→ TASK GOAL: Please return all lines in the listing holding the word "surface".

▶

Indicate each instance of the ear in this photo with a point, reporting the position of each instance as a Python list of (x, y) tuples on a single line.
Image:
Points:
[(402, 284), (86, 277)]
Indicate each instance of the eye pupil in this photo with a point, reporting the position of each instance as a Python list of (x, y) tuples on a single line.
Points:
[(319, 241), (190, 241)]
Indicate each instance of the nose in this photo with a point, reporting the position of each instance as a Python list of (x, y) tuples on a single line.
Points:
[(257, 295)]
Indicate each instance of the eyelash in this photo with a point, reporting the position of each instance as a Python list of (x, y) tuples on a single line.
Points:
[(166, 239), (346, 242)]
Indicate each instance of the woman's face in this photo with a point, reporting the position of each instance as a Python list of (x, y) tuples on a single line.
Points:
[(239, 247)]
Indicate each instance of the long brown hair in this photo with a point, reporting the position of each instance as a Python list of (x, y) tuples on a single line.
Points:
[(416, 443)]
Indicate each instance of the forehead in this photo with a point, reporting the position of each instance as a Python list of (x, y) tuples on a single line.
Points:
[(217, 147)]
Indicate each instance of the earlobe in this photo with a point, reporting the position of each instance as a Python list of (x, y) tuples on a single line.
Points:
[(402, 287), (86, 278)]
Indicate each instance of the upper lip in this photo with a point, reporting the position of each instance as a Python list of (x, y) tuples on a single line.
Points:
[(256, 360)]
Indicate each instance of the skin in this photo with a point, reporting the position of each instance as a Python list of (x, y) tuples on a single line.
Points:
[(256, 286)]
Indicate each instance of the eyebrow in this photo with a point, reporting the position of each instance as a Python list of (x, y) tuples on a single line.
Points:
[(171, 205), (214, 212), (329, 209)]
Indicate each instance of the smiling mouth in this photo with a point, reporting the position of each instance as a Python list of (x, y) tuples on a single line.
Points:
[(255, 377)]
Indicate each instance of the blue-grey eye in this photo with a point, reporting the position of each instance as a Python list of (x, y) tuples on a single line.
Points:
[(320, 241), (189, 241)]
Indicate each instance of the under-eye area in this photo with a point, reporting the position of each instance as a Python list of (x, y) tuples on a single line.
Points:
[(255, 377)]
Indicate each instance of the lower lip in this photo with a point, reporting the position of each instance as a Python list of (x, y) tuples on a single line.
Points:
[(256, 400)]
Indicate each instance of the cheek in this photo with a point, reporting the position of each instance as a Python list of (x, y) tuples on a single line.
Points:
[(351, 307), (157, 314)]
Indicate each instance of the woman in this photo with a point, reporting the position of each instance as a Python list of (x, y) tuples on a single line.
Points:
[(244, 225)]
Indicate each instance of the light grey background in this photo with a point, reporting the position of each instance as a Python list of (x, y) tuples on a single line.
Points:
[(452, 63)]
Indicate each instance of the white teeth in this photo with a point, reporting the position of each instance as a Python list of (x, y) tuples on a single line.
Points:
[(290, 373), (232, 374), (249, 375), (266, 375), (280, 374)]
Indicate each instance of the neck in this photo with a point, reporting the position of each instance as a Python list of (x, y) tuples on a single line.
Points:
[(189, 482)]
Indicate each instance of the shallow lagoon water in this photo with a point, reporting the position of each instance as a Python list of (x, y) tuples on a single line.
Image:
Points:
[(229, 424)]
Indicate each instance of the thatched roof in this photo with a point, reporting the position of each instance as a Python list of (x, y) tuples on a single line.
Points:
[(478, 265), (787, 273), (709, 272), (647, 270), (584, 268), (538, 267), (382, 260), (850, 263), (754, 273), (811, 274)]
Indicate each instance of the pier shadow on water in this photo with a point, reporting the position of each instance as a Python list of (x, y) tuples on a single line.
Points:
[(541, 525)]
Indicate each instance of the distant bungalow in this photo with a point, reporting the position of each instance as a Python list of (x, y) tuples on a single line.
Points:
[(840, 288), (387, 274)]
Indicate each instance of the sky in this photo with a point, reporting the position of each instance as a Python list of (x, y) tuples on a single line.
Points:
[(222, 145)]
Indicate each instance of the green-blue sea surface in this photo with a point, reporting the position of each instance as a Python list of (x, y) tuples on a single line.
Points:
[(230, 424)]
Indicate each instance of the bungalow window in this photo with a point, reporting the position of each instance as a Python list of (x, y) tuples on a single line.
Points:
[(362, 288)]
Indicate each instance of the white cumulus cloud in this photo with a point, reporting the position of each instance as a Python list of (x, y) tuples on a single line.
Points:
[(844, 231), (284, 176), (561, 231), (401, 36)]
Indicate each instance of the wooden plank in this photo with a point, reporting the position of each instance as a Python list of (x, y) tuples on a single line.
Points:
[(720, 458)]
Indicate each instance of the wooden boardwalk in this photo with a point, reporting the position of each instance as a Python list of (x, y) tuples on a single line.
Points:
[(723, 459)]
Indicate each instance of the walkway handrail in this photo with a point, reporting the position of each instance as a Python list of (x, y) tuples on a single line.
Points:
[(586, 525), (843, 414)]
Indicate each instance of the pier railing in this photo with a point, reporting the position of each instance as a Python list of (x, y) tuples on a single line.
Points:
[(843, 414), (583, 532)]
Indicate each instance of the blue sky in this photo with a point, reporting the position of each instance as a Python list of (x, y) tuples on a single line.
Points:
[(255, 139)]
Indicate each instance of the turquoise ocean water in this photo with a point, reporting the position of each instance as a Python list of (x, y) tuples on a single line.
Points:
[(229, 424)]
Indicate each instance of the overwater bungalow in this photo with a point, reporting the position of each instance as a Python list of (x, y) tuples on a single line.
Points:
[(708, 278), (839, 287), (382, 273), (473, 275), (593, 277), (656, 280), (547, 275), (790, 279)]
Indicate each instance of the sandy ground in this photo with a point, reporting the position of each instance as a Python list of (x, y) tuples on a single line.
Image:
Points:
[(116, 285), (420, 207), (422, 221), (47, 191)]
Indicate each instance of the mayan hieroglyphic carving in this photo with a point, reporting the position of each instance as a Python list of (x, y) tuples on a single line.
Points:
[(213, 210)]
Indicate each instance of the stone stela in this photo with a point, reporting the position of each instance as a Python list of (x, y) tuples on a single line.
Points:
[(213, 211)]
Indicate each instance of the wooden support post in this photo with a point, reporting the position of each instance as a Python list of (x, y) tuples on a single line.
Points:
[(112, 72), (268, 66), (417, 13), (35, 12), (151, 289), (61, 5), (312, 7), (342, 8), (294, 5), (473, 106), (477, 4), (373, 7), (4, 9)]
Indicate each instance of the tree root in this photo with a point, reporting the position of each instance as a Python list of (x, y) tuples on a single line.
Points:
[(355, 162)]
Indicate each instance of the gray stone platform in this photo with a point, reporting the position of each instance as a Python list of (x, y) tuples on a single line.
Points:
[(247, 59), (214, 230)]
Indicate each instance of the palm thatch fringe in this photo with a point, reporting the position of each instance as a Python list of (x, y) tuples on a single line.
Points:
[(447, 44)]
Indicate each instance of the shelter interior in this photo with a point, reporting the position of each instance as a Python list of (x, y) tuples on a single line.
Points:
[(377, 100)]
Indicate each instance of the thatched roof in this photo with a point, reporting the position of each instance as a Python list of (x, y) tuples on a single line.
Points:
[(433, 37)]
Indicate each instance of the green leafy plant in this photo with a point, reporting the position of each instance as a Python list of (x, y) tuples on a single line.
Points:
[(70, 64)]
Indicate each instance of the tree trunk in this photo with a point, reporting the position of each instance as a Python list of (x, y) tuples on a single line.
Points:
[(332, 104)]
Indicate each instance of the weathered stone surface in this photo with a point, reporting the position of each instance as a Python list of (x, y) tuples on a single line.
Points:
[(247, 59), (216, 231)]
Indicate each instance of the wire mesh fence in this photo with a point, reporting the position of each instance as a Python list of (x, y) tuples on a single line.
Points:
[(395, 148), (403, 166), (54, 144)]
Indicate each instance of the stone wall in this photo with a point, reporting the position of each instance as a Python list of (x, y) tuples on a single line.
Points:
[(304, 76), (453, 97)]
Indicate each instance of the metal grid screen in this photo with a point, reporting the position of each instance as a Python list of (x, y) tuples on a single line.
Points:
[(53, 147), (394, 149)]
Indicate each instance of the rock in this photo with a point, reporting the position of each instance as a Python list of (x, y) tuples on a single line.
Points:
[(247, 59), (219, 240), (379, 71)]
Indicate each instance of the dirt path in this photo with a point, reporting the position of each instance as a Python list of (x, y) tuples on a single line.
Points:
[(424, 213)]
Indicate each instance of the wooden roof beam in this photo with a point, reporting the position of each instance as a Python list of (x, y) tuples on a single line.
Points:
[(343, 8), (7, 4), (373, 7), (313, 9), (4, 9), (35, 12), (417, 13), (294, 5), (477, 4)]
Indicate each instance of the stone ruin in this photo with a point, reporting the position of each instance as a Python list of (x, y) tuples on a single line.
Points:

◀

→ YOUR RESPONSE:
Indicate each instance of the green-blue sea surface in this photo with a point, reporting the position of each instance as a Python list of (x, y) tuples on a single line.
Indicate each instance of the weathered stone surface in this photo with a point, reporting the position of each instance as a Python list of (x, y) tuples on a single line.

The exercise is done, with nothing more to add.